TESTO FORNITO:
==*==

CATANZARO – Uno spazio di ascolto e trattamento psico-educativo rivolto a uomini maltrattanti. Un servizio di cui non si parla molto, in cui gli uomini, consapevoli di mettere in atto comportamenti di prevaricazione ed abuso nelle relazioni d’intimità, hanno l’opportunità, attraverso strategie mirate e specifiche, di modificare i loro stili comportamentali violenti.
Nel 2016, ci ha pensato il Centro Calabrese di solidarietà Ets a creare uno “spazio” dove sviluppare un servizio che da un primo impatto può sembrare scomodo, ma che in realtà vuole dare la possibilità agli autori di violenza di seguire un programma di trattamento, non come alternativa alla sentenza di condanna, ma come misura aggiuntiva volta a prevenire futura violenza.

==*==

ELENCO FORNITO:

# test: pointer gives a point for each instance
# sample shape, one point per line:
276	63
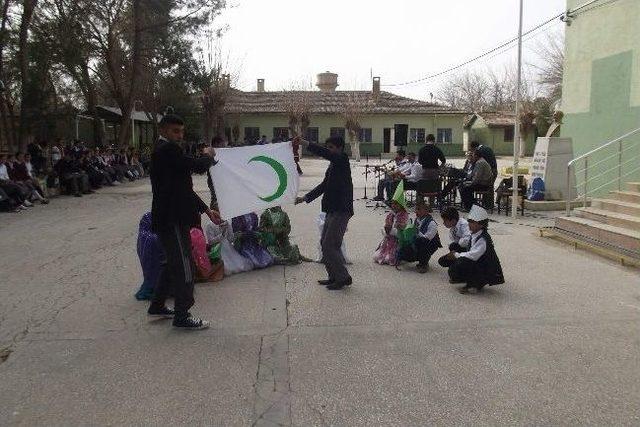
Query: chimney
327	81
376	89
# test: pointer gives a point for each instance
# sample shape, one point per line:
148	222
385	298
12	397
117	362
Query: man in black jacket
487	154
431	158
176	208
337	202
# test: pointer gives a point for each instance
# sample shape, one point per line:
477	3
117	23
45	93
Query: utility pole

==*==

COSA SERVE: Prosegui il testo sul servizio per uomini maltrattanti, riprendendo subito dopo la sua ultima frase. L'elenco non ha alcun ruolo in questo lavoro.

RISPOSTA:
Un argomento complesso e delicato al centro del convegno dal titolo “Uomini autori di violenza, il comportamento cambia?”, che si è svolto nei giorni scorsi nella sala conferenze del Centro Polivalente “Maurizio Rossi” in via Fontana Vecchia arricchito dagli interventi di Giusy Pino, Assessore alle Politiche sociali – Comune di Catanzaro; Vincenzo Agosto; Presidente Ordine degli Avvocati; Francesco Iacopino, Presidente Camera Penale “A. Cantafora”; Laura Antonini, Presidente Tribunale di Sorveglianza; Carmela Tedesco, Consigliere Corte d’Appello Catanzaro.
Ad aprire i lavori la presidente del Centro Calabrese di solidarietà, Isolina Mantelli che questo servizio ha fortemente voluto, anche vincendo qualche resistenza.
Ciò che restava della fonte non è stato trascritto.